◆ Stated exercise:
Can you write out, word for word, the lines between the one holding "Mark the overcast" and the one holding "Target: red brick", inclusive, and nothing else from the items?

◆ Excerpted data:

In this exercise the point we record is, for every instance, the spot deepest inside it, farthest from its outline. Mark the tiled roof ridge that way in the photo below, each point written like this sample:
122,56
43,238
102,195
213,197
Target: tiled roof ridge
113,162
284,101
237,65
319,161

---

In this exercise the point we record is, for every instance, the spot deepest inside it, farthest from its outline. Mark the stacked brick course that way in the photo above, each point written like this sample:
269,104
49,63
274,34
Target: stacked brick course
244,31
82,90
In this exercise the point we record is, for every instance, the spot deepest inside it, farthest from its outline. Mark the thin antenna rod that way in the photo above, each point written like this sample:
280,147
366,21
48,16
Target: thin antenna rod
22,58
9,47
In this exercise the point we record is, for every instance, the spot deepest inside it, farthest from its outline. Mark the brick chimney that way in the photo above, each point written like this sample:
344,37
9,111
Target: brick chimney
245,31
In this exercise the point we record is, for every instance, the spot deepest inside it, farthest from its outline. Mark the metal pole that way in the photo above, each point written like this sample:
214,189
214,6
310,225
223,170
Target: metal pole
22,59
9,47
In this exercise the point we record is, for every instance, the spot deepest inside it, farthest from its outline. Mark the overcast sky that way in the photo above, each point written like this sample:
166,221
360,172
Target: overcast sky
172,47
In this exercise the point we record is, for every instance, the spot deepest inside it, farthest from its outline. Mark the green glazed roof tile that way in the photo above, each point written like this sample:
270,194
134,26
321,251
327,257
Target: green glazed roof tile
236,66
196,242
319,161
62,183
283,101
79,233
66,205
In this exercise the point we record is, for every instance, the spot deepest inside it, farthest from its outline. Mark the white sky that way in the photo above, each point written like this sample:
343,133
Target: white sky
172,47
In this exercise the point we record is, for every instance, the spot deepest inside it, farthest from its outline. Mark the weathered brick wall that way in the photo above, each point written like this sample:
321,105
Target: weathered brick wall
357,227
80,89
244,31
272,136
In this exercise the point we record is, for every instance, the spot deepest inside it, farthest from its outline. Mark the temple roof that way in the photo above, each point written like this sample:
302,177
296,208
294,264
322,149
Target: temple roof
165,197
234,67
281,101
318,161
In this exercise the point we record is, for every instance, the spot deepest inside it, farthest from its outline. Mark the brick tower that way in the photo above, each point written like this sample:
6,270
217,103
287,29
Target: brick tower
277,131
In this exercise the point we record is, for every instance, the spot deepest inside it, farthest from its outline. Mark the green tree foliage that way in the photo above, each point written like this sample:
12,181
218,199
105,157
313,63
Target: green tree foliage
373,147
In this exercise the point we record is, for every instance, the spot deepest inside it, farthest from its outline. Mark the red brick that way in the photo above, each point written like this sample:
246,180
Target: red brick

* * *

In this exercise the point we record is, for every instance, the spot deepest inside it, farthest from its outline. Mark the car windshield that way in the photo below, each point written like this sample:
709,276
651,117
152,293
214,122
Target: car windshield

◆ Written answer:
In this exercise the point we record is, for every instance, the spot deepest inside it, farthest from its outline. Mark the overcast sky that way in the photo above, each point written like this sample:
166,221
360,172
Target: overcast sky
172,47
In this exercise the point we record is, for every instance, the spot deepest inside it, farthest from its outline. Mark the green glazed roof tile that way in the photo above, each point written like this sample:
270,194
134,26
321,251
327,257
Target: green glazed roof tile
236,66
196,242
319,161
62,183
283,101
79,233
66,205
In this exercise the point we record is, for every instance, the spot deepest inside it, farthest from its outline. Mark the white sky that way in the photo above, each point written like this sample:
343,133
Target: white sky
172,47
In this exercise the point we record is, for every instance, the spot deepest inside it, farthest from its outline. Mark the weathered brick wall that way in the photo above, each point written like this sample:
321,105
Target: weathered brick wall
357,227
80,89
244,31
272,136
In this exercise the point we record is, for every instance, the spot deepest inside it, farthest from its outline. Mark the temple roof that way in the photo above, each point written like this sample:
302,177
296,208
294,264
322,149
Target: temple roof
165,197
234,67
281,101
318,161
In this exercise the point we record is, for every instance, the spot deepest inside it, farthest from its outline. Mark the brick tower that way in the photo above, each point written like this sample:
6,270
217,103
287,29
Target: brick tower
277,131
In this exercise the point we record is, for every instance, the spot deepest inside it, farthest from its outline. Mark the green tree foliage that way in the photo above, each point written like this sample:
12,181
218,199
105,157
313,63
Target: green tree foliage
373,147
In this exercise the point we record is, for every instance, the spot deepest inside it, farthest from its outline. Mark the red brick that way in the photo above, each point written like this sample:
246,180
Target: red brick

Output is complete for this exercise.